## The request
Show each line below that contains the string "pickup", copied in full.

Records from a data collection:
━━━━━━━━━━
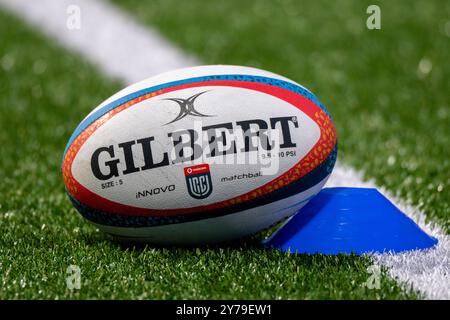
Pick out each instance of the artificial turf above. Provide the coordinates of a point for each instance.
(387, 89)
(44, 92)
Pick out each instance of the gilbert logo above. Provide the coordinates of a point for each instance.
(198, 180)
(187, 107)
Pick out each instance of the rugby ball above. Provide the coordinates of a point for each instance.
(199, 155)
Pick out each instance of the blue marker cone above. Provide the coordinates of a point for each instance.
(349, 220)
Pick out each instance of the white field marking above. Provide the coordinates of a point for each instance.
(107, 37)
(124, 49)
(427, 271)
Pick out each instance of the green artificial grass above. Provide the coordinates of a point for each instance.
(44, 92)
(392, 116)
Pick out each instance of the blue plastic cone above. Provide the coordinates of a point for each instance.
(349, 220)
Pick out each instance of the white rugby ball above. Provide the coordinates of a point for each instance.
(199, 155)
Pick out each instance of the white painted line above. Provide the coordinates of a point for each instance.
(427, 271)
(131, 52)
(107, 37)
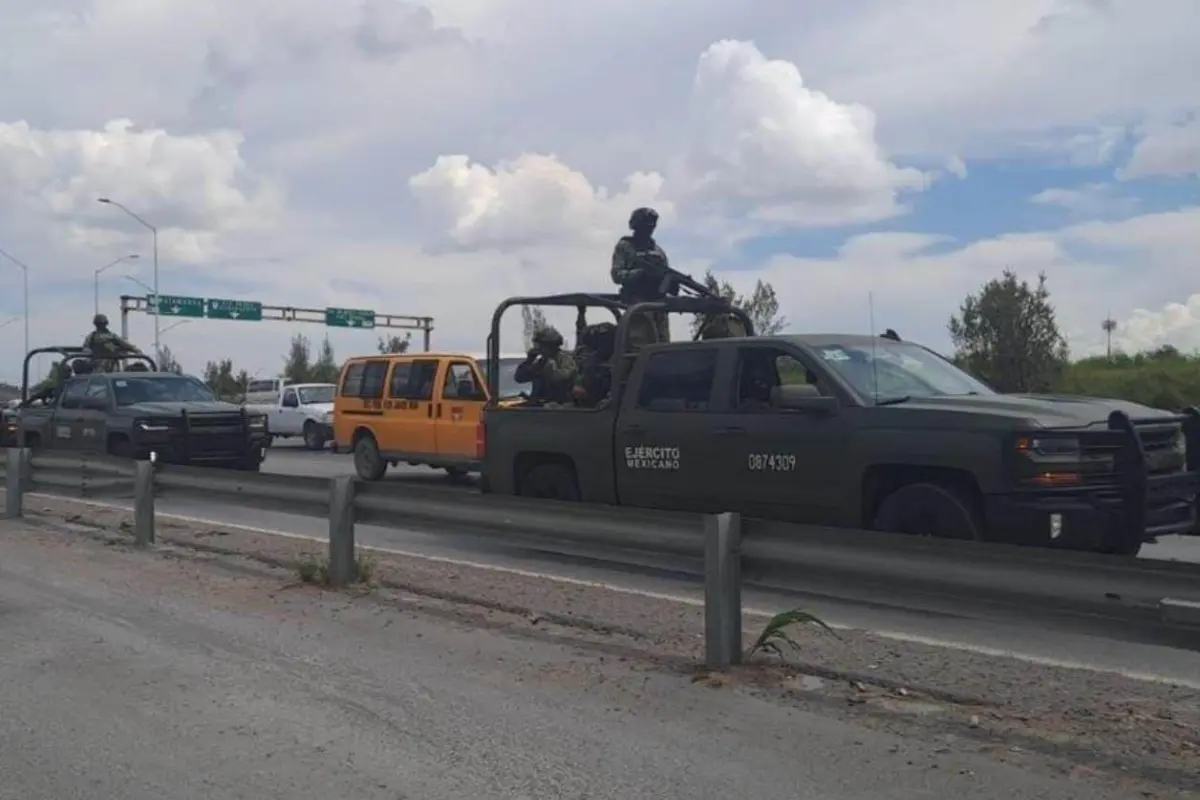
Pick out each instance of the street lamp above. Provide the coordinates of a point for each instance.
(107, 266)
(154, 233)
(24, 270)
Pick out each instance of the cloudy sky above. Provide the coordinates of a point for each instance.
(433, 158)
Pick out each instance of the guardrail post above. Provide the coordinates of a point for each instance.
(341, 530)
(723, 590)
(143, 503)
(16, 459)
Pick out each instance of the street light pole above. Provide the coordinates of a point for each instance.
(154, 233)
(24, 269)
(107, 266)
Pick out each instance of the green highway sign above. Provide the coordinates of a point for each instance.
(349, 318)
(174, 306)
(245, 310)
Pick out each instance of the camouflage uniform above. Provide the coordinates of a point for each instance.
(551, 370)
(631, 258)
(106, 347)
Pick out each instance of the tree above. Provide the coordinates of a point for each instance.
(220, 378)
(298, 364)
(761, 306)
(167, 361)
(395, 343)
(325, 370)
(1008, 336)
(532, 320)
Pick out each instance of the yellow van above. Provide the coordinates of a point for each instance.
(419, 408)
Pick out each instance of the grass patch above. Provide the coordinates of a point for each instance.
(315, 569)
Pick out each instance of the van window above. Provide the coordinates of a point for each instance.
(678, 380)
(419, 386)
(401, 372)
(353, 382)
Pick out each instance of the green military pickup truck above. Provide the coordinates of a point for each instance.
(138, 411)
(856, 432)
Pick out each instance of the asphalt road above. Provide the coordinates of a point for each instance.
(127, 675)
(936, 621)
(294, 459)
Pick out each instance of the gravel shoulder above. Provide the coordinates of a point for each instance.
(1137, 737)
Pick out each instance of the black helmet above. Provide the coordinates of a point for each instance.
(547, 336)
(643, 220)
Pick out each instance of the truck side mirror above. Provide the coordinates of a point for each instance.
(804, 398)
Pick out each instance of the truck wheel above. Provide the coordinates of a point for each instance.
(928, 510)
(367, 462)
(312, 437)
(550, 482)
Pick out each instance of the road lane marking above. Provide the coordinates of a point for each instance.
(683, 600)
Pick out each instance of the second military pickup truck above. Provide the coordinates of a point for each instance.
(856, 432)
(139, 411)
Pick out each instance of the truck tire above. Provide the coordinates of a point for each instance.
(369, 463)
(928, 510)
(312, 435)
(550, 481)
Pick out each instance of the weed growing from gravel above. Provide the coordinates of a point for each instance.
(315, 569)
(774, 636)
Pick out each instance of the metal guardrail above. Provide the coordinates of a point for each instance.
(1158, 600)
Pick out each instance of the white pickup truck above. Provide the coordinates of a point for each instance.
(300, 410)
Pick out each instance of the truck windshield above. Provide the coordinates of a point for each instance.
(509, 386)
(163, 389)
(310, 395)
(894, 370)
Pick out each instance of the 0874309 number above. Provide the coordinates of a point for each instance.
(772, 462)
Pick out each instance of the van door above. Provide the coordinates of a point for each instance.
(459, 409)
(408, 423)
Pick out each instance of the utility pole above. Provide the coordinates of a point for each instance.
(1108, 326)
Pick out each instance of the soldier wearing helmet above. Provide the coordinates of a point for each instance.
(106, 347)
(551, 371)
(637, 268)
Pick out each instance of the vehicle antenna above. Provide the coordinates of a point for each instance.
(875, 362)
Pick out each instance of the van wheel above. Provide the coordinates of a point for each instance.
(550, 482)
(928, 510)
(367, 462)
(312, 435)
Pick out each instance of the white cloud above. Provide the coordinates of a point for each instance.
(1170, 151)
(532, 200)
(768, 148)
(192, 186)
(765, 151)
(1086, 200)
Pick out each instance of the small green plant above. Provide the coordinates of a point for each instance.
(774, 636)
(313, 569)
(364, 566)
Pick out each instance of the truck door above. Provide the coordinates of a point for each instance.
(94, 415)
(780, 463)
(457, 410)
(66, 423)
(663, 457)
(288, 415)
━━━━━━━━━━
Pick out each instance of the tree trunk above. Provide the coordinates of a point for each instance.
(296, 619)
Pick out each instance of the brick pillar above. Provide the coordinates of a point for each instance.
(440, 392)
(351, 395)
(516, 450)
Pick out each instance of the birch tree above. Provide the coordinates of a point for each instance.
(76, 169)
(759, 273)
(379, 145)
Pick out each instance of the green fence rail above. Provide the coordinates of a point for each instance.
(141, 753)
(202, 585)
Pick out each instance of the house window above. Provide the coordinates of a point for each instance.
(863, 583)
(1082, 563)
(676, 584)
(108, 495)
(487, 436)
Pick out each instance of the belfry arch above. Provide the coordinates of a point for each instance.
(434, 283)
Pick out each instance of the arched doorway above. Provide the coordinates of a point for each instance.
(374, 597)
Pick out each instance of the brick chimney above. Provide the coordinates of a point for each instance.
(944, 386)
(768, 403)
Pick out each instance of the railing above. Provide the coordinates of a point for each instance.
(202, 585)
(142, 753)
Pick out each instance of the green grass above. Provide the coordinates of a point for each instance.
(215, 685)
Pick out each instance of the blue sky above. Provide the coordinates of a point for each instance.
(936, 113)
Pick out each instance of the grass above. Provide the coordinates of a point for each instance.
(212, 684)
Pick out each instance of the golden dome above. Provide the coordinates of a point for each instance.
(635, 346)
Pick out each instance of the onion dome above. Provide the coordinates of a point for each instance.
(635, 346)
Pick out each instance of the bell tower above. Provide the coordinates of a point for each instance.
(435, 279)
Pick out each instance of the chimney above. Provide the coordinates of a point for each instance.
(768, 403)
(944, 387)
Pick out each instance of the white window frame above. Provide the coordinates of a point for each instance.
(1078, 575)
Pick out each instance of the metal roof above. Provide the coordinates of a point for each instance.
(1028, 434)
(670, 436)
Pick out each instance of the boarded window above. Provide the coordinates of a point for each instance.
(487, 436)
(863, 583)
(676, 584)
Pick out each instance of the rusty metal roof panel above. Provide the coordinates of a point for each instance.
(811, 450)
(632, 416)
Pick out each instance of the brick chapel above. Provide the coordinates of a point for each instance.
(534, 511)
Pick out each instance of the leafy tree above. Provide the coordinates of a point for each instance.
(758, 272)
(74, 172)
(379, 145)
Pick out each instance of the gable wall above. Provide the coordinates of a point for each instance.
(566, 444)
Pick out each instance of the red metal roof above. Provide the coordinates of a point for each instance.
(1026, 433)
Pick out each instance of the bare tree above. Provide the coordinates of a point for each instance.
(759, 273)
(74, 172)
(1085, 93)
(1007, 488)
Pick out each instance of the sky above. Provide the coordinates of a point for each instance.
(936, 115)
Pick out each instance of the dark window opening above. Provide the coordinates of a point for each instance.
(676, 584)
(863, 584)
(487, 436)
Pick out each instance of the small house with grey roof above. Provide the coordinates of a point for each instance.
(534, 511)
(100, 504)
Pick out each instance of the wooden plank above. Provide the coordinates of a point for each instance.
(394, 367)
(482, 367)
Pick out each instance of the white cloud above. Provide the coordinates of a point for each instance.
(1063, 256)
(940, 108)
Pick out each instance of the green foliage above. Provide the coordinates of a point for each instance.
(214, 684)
━━━━━━━━━━
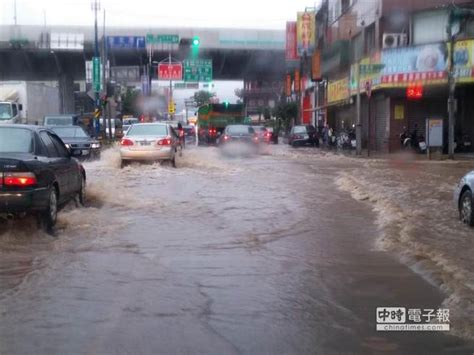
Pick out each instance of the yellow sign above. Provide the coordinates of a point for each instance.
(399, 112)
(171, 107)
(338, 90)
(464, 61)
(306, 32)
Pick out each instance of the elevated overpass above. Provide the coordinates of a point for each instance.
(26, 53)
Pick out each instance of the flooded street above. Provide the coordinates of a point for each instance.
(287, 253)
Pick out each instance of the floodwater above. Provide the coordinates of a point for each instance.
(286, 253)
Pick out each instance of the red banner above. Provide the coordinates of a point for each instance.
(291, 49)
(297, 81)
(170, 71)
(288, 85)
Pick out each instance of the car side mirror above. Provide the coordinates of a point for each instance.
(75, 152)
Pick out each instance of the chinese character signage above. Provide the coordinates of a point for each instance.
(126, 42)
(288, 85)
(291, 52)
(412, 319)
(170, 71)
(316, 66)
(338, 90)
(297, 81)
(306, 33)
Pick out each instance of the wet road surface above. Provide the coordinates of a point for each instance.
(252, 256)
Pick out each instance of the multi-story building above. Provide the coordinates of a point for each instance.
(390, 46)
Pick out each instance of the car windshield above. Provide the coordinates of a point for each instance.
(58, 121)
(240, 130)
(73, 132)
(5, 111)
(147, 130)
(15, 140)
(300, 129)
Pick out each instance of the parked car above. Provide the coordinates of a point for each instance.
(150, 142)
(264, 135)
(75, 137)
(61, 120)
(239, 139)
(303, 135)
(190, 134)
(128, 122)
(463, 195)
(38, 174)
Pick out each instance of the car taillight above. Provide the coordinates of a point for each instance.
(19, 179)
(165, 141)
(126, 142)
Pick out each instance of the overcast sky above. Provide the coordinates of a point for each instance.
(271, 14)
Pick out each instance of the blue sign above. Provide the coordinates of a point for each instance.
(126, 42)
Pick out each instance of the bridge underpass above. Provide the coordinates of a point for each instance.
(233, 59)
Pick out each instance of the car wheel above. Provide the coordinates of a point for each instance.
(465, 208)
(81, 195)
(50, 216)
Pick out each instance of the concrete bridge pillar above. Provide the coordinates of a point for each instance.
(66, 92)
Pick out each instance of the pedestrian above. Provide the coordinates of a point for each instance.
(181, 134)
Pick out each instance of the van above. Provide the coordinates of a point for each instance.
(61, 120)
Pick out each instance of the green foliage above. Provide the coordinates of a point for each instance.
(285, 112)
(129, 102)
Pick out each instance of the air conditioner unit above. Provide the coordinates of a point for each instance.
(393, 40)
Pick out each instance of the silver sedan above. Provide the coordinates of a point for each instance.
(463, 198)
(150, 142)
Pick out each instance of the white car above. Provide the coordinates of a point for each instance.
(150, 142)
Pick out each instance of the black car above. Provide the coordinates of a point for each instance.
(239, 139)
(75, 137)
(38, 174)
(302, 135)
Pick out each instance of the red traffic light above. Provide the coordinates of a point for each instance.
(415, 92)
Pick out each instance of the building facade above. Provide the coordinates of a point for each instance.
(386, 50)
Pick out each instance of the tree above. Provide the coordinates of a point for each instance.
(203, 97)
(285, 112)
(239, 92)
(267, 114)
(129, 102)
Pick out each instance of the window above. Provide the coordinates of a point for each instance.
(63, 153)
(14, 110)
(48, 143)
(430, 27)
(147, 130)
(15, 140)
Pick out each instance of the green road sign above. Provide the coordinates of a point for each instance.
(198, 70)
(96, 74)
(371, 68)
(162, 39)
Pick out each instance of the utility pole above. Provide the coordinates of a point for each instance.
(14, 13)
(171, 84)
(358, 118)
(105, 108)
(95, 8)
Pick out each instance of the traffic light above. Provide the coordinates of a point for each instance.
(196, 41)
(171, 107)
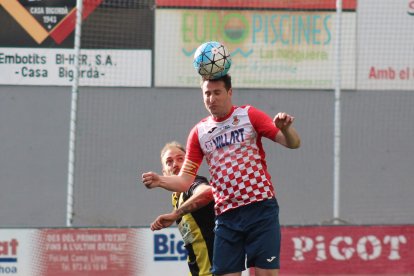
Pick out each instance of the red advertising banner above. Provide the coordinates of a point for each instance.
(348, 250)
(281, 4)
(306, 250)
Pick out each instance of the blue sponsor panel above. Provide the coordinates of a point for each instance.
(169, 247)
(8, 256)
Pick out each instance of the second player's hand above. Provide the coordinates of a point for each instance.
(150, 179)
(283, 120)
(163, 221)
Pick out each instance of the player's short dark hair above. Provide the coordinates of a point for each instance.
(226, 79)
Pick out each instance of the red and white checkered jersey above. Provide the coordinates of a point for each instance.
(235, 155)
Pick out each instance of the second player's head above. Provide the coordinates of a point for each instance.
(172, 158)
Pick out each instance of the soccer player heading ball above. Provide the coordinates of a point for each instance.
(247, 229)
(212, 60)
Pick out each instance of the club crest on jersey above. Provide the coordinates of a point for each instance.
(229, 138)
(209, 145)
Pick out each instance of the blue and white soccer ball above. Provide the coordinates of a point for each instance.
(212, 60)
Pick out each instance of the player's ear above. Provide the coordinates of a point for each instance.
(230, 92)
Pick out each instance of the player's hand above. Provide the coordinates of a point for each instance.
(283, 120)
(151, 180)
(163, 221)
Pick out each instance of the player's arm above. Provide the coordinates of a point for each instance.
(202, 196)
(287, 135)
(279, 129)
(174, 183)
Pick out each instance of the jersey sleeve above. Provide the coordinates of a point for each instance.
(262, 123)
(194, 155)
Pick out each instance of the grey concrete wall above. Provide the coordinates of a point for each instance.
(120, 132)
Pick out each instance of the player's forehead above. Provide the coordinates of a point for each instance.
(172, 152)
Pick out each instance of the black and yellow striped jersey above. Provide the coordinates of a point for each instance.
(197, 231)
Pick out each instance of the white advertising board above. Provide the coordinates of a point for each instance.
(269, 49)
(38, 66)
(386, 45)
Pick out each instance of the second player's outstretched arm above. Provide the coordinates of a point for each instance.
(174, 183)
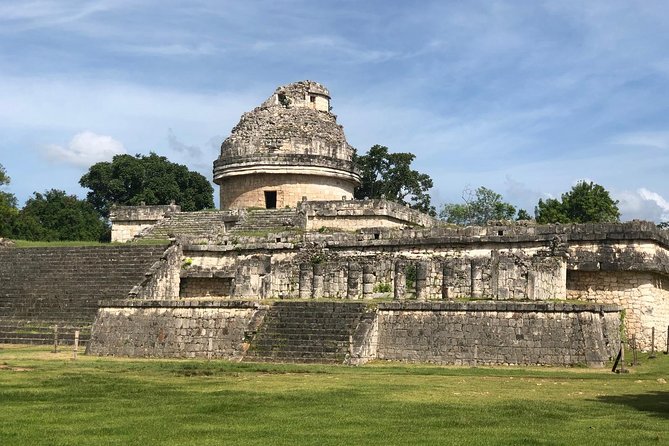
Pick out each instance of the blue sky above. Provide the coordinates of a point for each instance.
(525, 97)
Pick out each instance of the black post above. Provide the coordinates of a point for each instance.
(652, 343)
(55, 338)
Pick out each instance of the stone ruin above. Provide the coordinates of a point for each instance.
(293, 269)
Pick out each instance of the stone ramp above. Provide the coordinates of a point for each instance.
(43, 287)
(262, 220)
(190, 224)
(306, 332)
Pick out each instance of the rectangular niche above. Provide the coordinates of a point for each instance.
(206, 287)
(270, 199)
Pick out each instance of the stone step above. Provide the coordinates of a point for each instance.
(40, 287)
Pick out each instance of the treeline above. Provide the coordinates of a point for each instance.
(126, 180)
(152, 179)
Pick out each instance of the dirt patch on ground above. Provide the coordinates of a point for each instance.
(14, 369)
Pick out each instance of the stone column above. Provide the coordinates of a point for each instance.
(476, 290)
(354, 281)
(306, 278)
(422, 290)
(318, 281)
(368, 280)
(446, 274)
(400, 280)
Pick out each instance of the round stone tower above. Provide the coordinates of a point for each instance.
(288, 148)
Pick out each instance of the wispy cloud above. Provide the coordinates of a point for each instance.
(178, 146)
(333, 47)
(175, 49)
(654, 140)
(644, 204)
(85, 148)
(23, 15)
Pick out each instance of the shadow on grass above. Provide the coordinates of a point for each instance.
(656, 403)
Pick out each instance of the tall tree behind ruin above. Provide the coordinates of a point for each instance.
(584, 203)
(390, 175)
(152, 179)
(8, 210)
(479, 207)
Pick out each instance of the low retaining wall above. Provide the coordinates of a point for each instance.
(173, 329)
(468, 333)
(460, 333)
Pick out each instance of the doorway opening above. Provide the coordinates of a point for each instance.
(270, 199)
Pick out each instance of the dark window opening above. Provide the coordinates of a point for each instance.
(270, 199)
━━━━━━━━━━
## The output
Pick out each instance of the green military pickup truck above. Provide the coordinates of a point for each instance.
Pick out each instance of the second military pickup truck above. Provide the coordinates of a point for each instance.
Pick out each instance of the white pickup truck above. Provide the coordinates of a point for each instance.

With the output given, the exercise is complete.